= How to complete this task =
The response should consist of every record, reproduced exactly.

= Supplied records =
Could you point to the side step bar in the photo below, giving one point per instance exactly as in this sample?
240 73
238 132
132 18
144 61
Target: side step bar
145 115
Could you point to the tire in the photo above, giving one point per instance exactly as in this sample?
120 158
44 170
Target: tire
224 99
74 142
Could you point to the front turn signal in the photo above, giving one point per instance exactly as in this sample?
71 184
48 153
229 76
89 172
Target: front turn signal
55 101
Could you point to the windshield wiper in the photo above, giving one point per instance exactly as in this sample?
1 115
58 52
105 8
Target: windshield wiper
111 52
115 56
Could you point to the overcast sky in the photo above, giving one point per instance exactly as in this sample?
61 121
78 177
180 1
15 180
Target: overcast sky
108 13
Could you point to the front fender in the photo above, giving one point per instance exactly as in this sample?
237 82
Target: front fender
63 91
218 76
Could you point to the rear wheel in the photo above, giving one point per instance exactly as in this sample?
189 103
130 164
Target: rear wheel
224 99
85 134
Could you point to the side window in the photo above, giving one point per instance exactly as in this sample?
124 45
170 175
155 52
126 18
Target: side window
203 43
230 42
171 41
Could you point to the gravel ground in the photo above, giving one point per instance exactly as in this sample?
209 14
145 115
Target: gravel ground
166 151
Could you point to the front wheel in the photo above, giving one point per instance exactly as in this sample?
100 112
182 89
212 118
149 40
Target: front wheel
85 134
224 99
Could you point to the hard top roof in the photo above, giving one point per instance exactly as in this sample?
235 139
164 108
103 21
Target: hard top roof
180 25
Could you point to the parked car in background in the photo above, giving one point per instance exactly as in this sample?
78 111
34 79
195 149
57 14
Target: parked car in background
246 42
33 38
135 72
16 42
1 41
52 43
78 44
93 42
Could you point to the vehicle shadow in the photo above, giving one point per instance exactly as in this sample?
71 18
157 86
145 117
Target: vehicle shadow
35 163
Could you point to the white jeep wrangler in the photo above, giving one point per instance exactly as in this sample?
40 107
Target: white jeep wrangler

= Solution to this task =
Could you point to the side step bar in the photo below, giving one point per instance exactly as in this sample?
240 73
238 132
132 18
144 61
Target: side step bar
145 115
Could you point to the tire in the photo above, giving one point per instance exactly as in this sample?
120 158
44 170
Target: tire
224 99
74 142
Could you point to the front turn signal in the photo above, giving one point per instance exactly as in this sample?
71 184
48 153
229 76
89 172
Target: front turn signal
55 101
Could you point to the windshield wiper in the photo above, giving one point per instance exactly as in this sample?
1 115
58 52
105 8
Target: windshield wiper
111 52
115 56
Could you point to the overcast sky in the photo above, giving one point per instance exactly as in this sample?
61 121
78 177
180 1
15 180
Target: overcast sky
108 13
Could you point to the front fender in the photo above, giving one point per instance exactly as in this sample?
237 82
Target: front fender
63 91
218 76
Could you point to the rear wheel in the photo above, giving one point per instance exactly as in this sample?
189 103
130 164
Target: rear wheel
224 99
85 134
Could you point to the side window in the photo above, giving one point per instance exactly as in this sample?
124 45
170 175
155 52
126 18
Target: side window
203 43
230 42
171 41
Could you point to the gravel ground in the photo above, giving one point per instance exactly as in this sample?
209 14
145 115
Target: gravel ground
166 151
Could you point to the front wheel in the photo above, giving one point per instance exactly as in this sample?
100 112
182 89
212 118
149 40
Target: front wheel
85 134
224 99
Could you point to the hard top roof in the photo above, giving one point per instance exactly as in this sample?
235 139
164 108
103 21
Target: hard top roof
180 25
Could you point to the parked car in background in the photo above, giving one point per instance exactly as in this sample?
78 111
34 79
195 149
57 14
Target: parked car in background
246 42
33 38
135 72
16 42
1 41
52 43
78 44
93 42
Could you point to the vehicle shadow in the photo above, giving one point per instance exactly as in this sample?
71 18
157 86
145 117
Target: vehicle shadow
35 163
Could you point to the white jeep wrangler in the photo above, giving one point per instance exactly as in this sample?
40 107
Target: white jeep wrangler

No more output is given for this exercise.